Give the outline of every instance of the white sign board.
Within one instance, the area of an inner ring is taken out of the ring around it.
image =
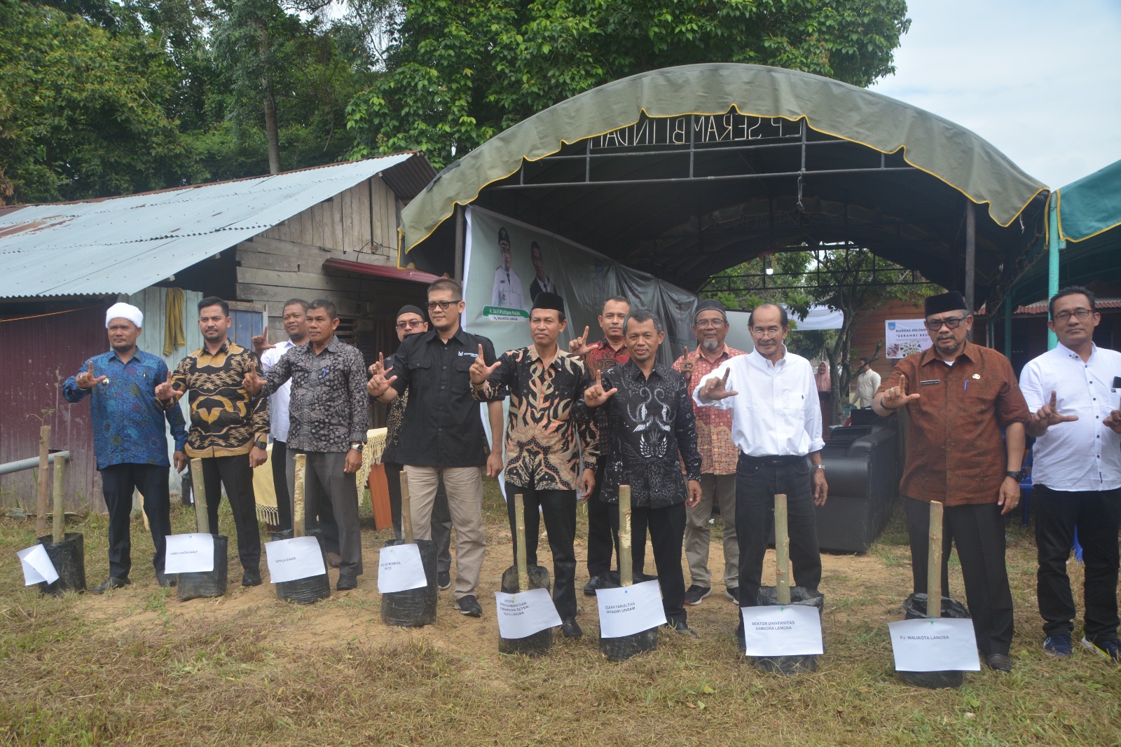
[[[378,557],[378,591],[388,594],[428,585],[424,561],[416,545],[382,547]]]
[[[525,638],[560,625],[548,589],[530,589],[516,594],[495,591],[494,607],[498,609],[498,634],[503,638]]]
[[[888,622],[897,672],[980,672],[973,620],[937,617]]]
[[[596,589],[595,601],[600,606],[601,638],[632,636],[666,624],[661,588],[657,581],[619,589]]]
[[[214,570],[214,535],[169,534],[164,573],[210,573]]]
[[[269,581],[272,583],[299,581],[327,572],[319,541],[315,537],[266,542],[265,554],[269,560]]]
[[[883,357],[906,358],[930,347],[925,320],[889,319],[883,323]]]
[[[822,654],[822,616],[816,607],[741,607],[748,656]]]
[[[54,583],[58,580],[58,571],[50,562],[47,548],[40,544],[35,544],[27,550],[16,552],[19,555],[19,564],[24,568],[24,585],[33,583]]]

## [Goal of the exercise]
Rescale the rows from their first line through the line containing "[[[888,622],[897,672],[980,672],[973,620],[937,617]]]", both lines included. Reproduce every line, with the request text unchanged, and multiply each polygon coordinate by 1.35, rounding to the nearest whole number with halves rounded up. Leave the picture out of your answer.

## [Solution for this problem]
Give the outline of every instance of the white sign board.
Within one instance, the area of an inner ring is taken out of the ring around it.
image =
[[[510,752],[510,798],[524,802],[578,790],[572,757],[562,736],[516,738]]]
[[[709,861],[756,844],[740,795],[716,795],[697,802],[668,798],[667,819],[672,822],[672,856],[679,861]]]
[[[1199,840],[1211,907],[1323,907],[1314,837],[1265,833]]]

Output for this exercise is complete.